#### Exercise brief:
Only the closing portion of the entries is to be reproduced: the line containing "hey so can you find the white ceiling" through the very last line, exactly as written.
═══ Information shown
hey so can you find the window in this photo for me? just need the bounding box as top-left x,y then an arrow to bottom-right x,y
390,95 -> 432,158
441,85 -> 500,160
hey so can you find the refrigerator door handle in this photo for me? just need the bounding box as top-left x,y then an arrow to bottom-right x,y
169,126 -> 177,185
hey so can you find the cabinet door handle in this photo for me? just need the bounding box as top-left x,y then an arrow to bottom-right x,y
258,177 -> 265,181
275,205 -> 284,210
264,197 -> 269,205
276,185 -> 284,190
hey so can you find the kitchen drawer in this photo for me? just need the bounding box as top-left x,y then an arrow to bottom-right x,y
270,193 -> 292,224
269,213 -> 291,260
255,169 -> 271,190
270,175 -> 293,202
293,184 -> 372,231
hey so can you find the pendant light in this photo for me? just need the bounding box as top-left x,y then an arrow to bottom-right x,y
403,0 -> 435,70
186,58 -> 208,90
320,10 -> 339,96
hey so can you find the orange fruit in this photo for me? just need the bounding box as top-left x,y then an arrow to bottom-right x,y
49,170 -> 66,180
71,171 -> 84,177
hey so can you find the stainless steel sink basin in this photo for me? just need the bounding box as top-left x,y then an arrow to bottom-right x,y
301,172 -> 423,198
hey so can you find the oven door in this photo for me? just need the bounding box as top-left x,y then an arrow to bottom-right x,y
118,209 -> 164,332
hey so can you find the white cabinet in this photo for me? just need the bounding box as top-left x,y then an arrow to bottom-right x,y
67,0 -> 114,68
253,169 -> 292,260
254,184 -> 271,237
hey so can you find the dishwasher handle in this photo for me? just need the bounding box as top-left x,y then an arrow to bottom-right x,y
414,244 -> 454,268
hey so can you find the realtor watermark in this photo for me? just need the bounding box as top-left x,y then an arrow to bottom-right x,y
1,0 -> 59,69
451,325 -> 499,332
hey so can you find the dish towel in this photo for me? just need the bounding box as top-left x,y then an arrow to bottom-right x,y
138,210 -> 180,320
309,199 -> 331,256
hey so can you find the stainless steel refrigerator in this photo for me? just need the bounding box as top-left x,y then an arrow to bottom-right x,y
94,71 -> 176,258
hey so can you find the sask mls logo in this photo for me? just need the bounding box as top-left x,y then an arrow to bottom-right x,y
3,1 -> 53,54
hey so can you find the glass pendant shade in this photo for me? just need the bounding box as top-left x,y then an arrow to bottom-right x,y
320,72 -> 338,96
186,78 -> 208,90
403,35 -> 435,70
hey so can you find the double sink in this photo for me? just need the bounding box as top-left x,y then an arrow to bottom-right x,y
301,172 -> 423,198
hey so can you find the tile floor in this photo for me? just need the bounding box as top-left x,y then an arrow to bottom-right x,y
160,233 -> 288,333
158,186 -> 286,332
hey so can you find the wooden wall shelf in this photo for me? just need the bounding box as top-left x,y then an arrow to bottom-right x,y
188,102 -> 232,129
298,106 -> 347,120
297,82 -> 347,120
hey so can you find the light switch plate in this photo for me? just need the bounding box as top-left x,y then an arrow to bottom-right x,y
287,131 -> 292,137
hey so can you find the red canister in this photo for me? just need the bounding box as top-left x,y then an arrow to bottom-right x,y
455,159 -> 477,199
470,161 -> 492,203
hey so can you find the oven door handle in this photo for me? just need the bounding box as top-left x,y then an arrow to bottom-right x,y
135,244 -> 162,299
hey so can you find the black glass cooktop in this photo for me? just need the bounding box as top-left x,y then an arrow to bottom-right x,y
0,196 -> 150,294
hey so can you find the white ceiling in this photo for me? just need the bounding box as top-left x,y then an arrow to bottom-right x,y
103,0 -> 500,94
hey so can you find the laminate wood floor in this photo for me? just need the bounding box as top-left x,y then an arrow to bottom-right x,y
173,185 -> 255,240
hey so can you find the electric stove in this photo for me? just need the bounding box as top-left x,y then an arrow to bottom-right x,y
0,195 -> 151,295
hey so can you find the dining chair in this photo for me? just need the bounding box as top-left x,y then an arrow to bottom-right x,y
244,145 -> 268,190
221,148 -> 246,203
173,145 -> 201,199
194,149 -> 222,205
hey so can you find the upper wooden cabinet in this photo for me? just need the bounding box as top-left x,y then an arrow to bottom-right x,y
══════
#### Solution for this exercise:
hey so can you find the white ceiling in this photo for me? just need the bounding box as top-left x,y then an arrow to bottom-right x,y
103,0 -> 500,94
hey so can you find the laminate wood floor in this photo for me? just need the bounding box as top-left x,y then an arrow to bottom-right x,y
173,185 -> 255,240
hey so can you find the electric stove in this photo for me? just need the bounding box as top-left x,y then an arrow to bottom-right x,y
0,195 -> 151,295
hey so can you find the dining chair in this photo for me? just need the bounding box as top-left x,y then an arrow to bottom-right x,y
244,145 -> 268,190
221,148 -> 246,203
173,145 -> 201,199
194,149 -> 222,205
hey so can you find the upper wooden cabinet in this photo for me? just need the bounding box as top-left x,y then an arrow to bottom-right x,y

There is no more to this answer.